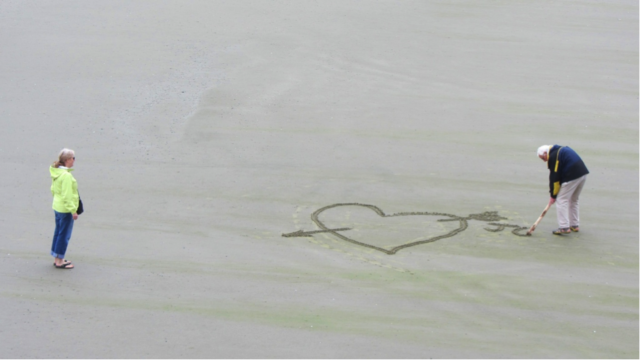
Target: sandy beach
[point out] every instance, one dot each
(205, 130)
★ ★ ★
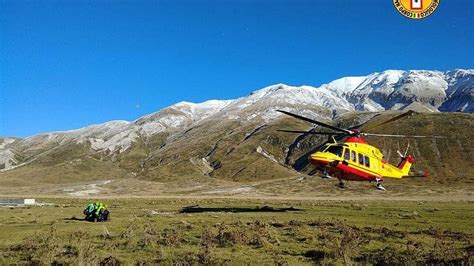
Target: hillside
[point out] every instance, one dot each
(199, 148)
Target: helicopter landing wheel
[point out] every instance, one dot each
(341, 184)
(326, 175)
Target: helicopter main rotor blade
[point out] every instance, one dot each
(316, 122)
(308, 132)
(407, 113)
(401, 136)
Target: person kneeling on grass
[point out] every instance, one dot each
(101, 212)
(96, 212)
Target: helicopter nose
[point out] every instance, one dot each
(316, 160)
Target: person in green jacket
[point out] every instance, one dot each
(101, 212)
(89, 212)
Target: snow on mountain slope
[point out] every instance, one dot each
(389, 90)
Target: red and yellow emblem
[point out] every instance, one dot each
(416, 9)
★ ★ ★
Aim of the exercise: Filter the items above down to the lines that contain the string "person", case-sensitive, and copy each such line.

Exercise output:
Target: person kneeling on grass
Target: person in green jacket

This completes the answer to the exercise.